WRITTEN EXERCISE —
Format the lines of the listing below, from the line with "Report the position of each instance of the garage" up to and including the line with "[[349, 285], [134, 196]]", as a Markdown table with the columns Row and Line. Number each row and leave out any blank lines.

RECORDS FOR THIS EXERCISE —
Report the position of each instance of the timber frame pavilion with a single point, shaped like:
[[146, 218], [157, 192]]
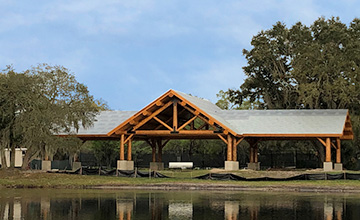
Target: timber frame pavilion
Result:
[[176, 115]]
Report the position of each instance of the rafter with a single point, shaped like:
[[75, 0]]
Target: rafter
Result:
[[186, 123], [222, 138], [198, 114], [152, 116], [129, 138], [322, 141], [163, 123]]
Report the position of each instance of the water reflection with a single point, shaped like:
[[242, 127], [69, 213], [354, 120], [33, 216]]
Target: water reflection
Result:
[[104, 204]]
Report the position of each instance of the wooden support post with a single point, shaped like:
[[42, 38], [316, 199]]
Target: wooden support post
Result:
[[229, 149], [129, 149], [328, 150], [234, 150], [46, 157], [122, 140], [251, 154], [153, 147], [159, 150], [175, 116], [338, 150], [256, 148]]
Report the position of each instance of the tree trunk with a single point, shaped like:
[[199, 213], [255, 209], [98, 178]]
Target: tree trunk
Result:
[[12, 156], [3, 159], [321, 154], [29, 156], [12, 148]]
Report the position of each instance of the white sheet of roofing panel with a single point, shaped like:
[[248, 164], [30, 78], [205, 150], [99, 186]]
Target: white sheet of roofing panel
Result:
[[106, 121], [208, 107], [286, 121]]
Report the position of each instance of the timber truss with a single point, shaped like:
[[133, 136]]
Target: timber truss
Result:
[[172, 117]]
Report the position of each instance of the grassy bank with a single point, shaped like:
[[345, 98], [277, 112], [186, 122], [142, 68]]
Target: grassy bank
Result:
[[179, 180]]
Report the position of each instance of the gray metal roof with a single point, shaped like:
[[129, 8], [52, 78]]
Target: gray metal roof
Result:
[[330, 121], [243, 121], [105, 122], [208, 107]]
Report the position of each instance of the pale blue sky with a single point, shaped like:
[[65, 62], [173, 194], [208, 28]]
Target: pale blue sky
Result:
[[130, 52]]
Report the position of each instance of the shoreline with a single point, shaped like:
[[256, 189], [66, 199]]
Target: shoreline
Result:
[[178, 181], [228, 187]]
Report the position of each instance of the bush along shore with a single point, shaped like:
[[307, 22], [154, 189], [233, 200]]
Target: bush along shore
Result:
[[188, 180]]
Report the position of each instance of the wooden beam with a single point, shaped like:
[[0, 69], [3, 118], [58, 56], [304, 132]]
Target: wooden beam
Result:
[[153, 153], [188, 122], [333, 145], [234, 149], [163, 123], [202, 126], [146, 113], [127, 139], [198, 114], [152, 116], [163, 144], [222, 138], [159, 103], [256, 148], [238, 141], [338, 150], [129, 149], [251, 154], [182, 132], [167, 121], [159, 150], [328, 150], [122, 156], [322, 141], [229, 148], [175, 116]]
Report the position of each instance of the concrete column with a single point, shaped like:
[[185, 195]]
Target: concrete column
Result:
[[125, 165], [229, 148], [122, 139], [129, 149], [256, 153], [234, 150], [156, 166], [153, 153], [338, 165], [328, 165], [46, 165], [76, 165], [231, 165], [251, 154], [159, 151]]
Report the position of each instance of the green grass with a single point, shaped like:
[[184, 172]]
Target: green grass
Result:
[[18, 179]]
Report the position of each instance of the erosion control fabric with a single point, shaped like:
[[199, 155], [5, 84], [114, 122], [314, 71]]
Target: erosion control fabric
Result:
[[319, 176]]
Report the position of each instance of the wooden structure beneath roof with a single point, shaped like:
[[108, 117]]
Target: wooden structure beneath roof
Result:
[[174, 116]]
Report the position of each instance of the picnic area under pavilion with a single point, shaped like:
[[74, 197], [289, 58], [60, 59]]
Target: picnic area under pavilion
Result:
[[176, 115]]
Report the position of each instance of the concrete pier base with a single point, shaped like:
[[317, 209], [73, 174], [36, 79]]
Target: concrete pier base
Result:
[[156, 166], [125, 165], [254, 166], [328, 166], [231, 165], [338, 167], [76, 165], [46, 165]]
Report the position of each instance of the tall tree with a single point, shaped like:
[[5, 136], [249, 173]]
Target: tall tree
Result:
[[310, 67], [39, 103]]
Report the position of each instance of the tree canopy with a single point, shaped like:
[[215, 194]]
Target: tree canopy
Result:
[[38, 103], [315, 67], [303, 67]]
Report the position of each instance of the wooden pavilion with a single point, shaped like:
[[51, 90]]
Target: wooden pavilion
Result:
[[176, 115]]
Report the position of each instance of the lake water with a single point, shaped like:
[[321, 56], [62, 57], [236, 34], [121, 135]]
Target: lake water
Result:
[[124, 204]]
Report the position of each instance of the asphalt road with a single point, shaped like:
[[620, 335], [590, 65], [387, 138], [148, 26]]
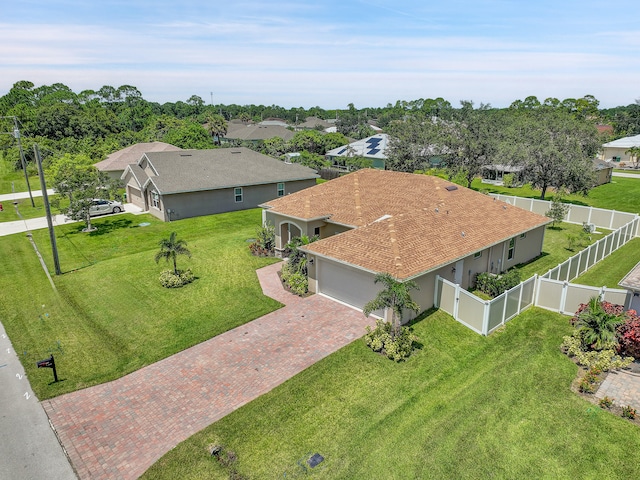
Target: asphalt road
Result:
[[29, 449]]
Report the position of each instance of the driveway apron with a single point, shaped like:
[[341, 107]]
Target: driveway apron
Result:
[[119, 429]]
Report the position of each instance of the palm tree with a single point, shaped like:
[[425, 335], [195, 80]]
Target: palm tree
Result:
[[634, 153], [217, 126], [396, 296], [597, 326], [170, 248]]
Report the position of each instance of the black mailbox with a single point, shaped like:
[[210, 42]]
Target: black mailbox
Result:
[[49, 363]]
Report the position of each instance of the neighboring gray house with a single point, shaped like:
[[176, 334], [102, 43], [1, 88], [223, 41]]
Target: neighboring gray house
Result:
[[191, 183], [115, 164], [373, 147]]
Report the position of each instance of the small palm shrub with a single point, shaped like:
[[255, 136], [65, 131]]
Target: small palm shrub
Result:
[[606, 402], [629, 412], [297, 282], [494, 285], [597, 325], [264, 245], [171, 279], [381, 339], [603, 360]]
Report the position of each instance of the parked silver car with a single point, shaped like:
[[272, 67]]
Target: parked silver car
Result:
[[100, 207]]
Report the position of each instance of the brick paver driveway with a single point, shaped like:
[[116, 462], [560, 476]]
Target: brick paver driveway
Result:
[[119, 429]]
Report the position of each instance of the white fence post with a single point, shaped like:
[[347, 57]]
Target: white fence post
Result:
[[456, 302], [563, 297], [485, 318]]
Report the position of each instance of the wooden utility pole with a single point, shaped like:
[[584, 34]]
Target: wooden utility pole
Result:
[[45, 199]]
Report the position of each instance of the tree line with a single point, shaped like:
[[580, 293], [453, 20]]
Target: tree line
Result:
[[551, 140]]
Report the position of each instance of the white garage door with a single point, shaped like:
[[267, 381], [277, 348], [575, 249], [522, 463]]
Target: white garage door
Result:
[[134, 196], [349, 285]]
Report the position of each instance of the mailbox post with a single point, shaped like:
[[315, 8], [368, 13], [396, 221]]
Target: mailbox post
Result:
[[49, 363]]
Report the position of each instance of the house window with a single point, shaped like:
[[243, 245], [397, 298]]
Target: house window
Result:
[[512, 249]]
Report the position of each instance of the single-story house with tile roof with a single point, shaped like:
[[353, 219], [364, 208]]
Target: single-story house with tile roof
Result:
[[313, 123], [616, 151], [373, 147], [191, 183], [257, 133], [115, 164], [411, 226]]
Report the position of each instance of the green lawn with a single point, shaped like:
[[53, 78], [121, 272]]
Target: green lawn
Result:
[[110, 315], [464, 406], [621, 194]]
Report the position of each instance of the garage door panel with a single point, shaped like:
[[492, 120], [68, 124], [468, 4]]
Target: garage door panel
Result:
[[349, 285]]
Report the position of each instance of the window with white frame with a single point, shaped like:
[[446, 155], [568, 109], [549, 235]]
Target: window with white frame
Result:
[[512, 249]]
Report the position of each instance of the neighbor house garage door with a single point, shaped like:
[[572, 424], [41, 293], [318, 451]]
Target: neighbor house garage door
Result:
[[349, 285], [134, 196]]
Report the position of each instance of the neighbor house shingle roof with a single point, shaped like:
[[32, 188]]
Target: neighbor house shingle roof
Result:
[[407, 224], [374, 146], [626, 142], [119, 160], [197, 170]]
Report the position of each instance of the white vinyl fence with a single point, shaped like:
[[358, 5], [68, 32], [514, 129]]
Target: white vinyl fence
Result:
[[551, 290]]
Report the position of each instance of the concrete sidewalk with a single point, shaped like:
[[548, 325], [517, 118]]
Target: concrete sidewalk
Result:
[[9, 228], [29, 448], [9, 197]]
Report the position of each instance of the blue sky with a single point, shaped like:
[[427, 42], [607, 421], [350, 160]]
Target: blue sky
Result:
[[328, 53]]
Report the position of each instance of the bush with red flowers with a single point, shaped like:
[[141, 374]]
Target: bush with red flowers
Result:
[[629, 336]]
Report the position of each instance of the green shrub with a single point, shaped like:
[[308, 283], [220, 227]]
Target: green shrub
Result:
[[169, 279], [629, 412], [572, 241], [264, 245], [494, 285], [508, 180], [603, 360], [297, 281], [396, 348], [586, 386], [606, 402]]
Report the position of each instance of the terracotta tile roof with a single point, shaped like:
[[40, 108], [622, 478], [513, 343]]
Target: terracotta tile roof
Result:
[[407, 224]]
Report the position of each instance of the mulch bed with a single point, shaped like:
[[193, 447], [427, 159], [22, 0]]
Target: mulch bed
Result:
[[591, 398]]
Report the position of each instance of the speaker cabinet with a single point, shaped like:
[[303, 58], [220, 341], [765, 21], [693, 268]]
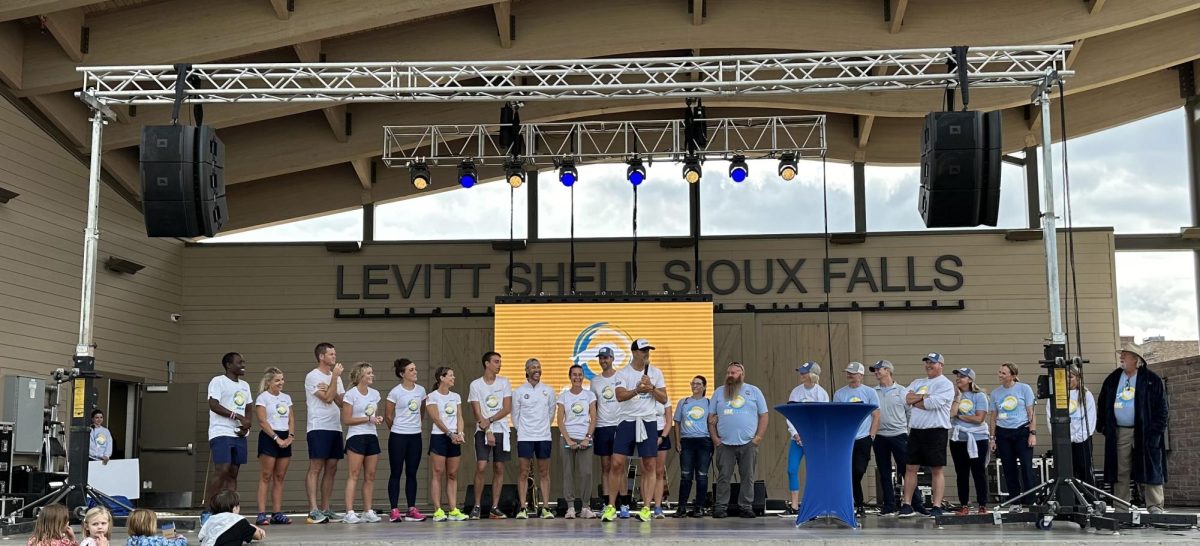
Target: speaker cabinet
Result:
[[183, 181], [960, 169]]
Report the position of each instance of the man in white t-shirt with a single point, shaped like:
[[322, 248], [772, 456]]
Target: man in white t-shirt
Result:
[[533, 412], [323, 396], [491, 401], [639, 387], [228, 424]]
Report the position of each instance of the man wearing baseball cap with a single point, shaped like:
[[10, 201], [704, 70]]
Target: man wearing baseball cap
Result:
[[857, 393], [929, 429], [809, 390], [639, 387]]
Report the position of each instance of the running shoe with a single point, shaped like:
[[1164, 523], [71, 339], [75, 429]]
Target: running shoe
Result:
[[413, 514]]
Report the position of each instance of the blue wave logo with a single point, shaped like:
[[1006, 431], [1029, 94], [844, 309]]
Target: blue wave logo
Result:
[[595, 336]]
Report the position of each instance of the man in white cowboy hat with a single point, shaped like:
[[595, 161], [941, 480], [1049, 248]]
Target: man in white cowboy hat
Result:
[[1133, 419]]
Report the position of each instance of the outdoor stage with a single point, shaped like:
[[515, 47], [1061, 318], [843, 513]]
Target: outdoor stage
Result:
[[769, 529]]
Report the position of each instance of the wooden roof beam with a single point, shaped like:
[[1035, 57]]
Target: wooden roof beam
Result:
[[504, 23], [66, 28]]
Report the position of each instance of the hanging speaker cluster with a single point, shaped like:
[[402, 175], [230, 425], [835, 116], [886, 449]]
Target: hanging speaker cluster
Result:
[[960, 169], [183, 180]]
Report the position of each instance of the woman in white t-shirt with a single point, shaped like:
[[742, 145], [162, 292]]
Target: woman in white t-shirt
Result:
[[273, 407], [445, 443], [361, 417], [402, 415]]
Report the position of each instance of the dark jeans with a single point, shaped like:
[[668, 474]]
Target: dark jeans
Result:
[[403, 450], [966, 468], [695, 457], [1013, 447], [887, 449], [862, 457]]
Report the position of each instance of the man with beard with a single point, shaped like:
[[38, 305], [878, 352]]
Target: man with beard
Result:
[[228, 424], [639, 387], [737, 419]]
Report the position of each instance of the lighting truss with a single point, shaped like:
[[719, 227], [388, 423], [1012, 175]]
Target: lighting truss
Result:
[[592, 78], [605, 141]]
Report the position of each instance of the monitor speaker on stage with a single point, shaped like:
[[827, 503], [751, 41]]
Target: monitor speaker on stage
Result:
[[960, 169], [183, 180]]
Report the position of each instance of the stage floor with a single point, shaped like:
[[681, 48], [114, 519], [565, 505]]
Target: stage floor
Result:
[[771, 529]]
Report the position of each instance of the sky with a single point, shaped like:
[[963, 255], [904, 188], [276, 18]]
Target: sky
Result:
[[1132, 178]]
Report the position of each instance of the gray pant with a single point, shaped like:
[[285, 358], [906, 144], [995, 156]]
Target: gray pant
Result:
[[576, 463], [1153, 493], [744, 456]]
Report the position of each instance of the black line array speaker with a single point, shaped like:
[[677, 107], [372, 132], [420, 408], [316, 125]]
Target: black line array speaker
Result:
[[960, 169], [183, 180]]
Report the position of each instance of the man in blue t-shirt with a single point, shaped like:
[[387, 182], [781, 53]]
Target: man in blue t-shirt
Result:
[[857, 393], [737, 419]]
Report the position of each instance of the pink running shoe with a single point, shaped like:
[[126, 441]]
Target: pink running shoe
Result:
[[413, 514]]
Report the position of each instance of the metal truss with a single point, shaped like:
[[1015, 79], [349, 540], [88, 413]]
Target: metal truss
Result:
[[803, 136], [594, 78]]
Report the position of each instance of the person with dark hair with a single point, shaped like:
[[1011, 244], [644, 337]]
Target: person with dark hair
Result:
[[360, 414], [445, 443], [402, 415], [694, 445], [1014, 431], [323, 396], [576, 424], [228, 424], [737, 420], [1133, 412], [491, 401], [227, 527], [100, 438]]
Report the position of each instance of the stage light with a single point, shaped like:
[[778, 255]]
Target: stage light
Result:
[[419, 174], [467, 174], [787, 168], [691, 169], [636, 172], [738, 169], [515, 173], [567, 173]]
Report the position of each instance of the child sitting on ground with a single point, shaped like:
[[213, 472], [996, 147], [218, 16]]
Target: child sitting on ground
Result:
[[226, 527], [144, 531]]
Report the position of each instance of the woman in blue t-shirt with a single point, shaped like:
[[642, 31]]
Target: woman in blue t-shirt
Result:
[[969, 439], [1014, 431], [695, 447]]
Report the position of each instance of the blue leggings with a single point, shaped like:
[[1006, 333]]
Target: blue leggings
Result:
[[403, 450], [795, 455]]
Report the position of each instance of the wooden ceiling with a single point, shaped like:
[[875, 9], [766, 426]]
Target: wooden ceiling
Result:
[[294, 161]]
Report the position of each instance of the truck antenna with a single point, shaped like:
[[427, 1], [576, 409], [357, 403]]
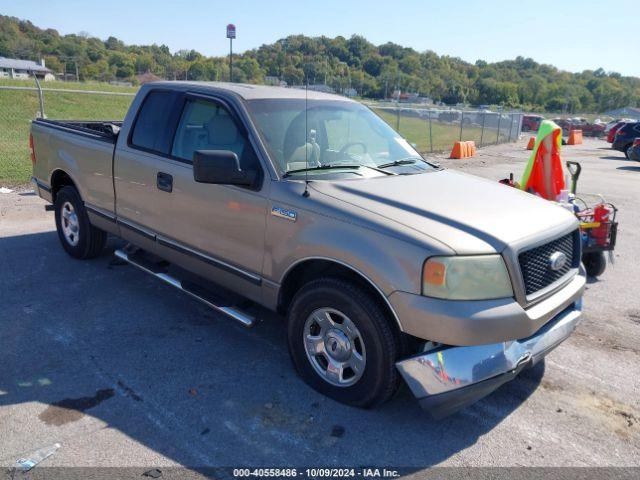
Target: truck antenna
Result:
[[306, 139]]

RESULT FOR THIS EXERCISE —
| Row | Line |
|---|---|
| 1 | Report the position of each instance of the garage door panel with a single point, shaped like: |
| 2 | [[492, 120], [68, 124], [468, 4]] |
| 3 | Target: garage door panel |
| 4 | Result: |
| 5 | [[349, 285]] |
| 6 | Report the position of each instance of the window with white frame with a single point, shaped like: |
| 7 | [[446, 155], [568, 109], [549, 235]] |
| 8 | Target: window with white frame |
| 9 | Result: |
| 10 | [[512, 249]] |
| 11 | Report the position of each instance of the neighbor house garage door with a single point, shaped like: |
| 12 | [[572, 424], [41, 293], [318, 451]] |
| 13 | Target: neighbor house garage door |
| 14 | Result: |
| 15 | [[349, 285], [134, 196]] |